* Textauszug *
────────────────
Aufgrund des vernetzten Talsperrensystems wäre ein weiterer Wasserspeicher auch für die Papierindustrie, die ihren Schwerpunkt in Düren hat, laut Dr. Stefan Cuypers, Geschäftsführer der Vereinigten Industrieverbände Düren und Euskirchen, vorteilhaft.

Der Tourismus

Das Wort Tourismus in Bezug auf die Talsperre mochte Westerburg nicht so gerne verwenden. Erlebbar machen sei da viel eher das Stichwort: Ein Infozentrum mit Bildungsangeboten ist genannt worden. Doch verlockend ist an einem Gewässer natürlich auch, mal hineinspringen zu dürfen – was an der Oleftalsperre nicht erlaubt ist. Ob es dazu – etwa in Form eines Naturschwimmbads – kommt, ist noch völlig unklar. Recht deutlich machte Reichert jedoch, dass eine touristische Nutzung mit Segelrevier oder Ähnlichem nicht im Vordergrund stehen werde: „Wir müssen uns davor hüten, die eierlegende Wollmilchsau haben zu wollen.“

Der Naturschutz

Naturschutzfachliche Aspekte sind bei Bauvorhaben immer zu beachten. Die Planer des A1-Lückenschlusses etwa können ein Lied davon singen, dass ein großes Infrastrukturprojekt nicht vorangeht – das Haselhuhn lässt grüßen.
────────────────
* Gesammeltes Material *
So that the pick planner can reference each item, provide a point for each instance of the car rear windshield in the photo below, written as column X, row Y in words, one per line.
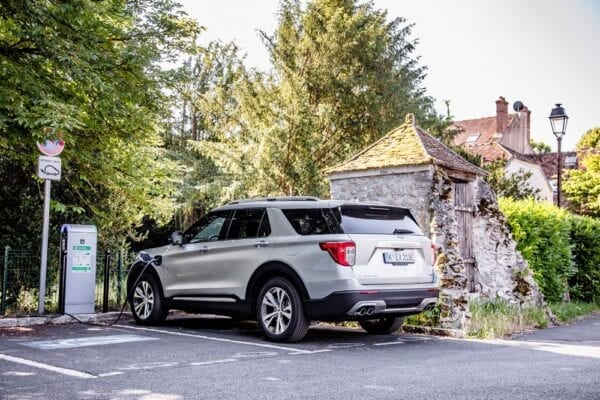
column 313, row 221
column 384, row 220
────────────────
* Aufgabenstellung *
Was ist laut dem Textauszug an der Oleftalsperre nicht erlaubt?

* Musterlösung *
Ins Wasser hineinzuspringen.